— What to do —
From the guide to the ST3 Plastics "call the boss" station, list every acute scenario it says to rehearse.

— Provided passage —
↓
The ST3 Plastics “Call the Boss” Communication Station
The communication station — often called “call the boss” — is a five-minute part of the OSCE block in the ST3 Plastic Surgery interview. You are the on-call registrar phoning the on-call consultant about an acute case, and the assessor plays the consultant on the other end of the line.
How the station runs
The call opens simply — “Hello, this is the plastics consultant on call.” — and then the consultant listens to your handover and probes it. Expect deliberate push-back: they may question whether the case can wait until morning, or challenge your plan, to see whether you can justify the urgency and the management. A strong candidate defends a safe plan with clear reasoning, and adapts sensibly if new information is added.
What you are marked on
- Introduction — who you are, where you are, and why you are calling.
- History — a concise, relevant summary of the case.
- Examination — the key findings.
- Investigations planned — what you have done or will do.
- Management plan — your proposed plan, ending in a specific ask.
How to prepare
Use a structured handover tool (SBAR works well) so nothing is missed, and always finish with a clear, specific ask rather than a vague update. Rehearse the acute scenarios that come up here — major burn, replantation, necrotising fasciitis, open fracture, compartment syndrome, free-flap compromise — out loud, and get someone to push back on your plan. You can rehearse the communication station with an AI consultant on Reviva.
Frequently asked questions
- What is the “call the boss” station in the ST3 plastics interview?
↑
— Entries shown —
↓
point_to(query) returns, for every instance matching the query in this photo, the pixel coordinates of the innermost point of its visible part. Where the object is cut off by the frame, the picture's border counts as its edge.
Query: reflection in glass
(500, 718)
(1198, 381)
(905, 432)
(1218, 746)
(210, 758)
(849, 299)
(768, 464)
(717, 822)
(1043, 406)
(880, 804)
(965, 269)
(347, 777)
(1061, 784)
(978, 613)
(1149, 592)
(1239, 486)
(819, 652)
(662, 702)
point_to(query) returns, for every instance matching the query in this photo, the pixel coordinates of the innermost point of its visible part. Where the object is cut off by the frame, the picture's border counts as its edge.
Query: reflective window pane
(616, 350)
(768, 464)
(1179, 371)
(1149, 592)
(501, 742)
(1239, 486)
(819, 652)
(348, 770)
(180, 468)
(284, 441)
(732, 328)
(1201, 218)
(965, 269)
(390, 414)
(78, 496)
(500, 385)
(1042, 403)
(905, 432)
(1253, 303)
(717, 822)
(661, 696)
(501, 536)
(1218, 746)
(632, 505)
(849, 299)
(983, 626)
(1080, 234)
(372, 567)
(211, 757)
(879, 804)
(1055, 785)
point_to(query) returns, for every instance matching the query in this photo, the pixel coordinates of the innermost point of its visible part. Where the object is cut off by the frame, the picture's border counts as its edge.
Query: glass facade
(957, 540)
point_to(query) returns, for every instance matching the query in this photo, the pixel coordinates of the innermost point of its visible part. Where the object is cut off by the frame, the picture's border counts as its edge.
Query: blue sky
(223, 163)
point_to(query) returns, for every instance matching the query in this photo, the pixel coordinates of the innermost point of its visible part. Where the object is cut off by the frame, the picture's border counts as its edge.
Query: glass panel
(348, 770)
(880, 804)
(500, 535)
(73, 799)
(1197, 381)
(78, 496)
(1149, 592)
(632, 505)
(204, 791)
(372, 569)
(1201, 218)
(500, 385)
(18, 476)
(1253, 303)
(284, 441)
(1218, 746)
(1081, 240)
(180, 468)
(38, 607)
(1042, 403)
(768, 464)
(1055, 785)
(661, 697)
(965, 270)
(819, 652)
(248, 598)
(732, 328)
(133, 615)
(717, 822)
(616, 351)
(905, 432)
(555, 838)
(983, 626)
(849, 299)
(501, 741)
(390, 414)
↑
— Answer box —
Major burn, replantation, necrotising fasciitis, open fracture, compartment syndrome, free-flap compromise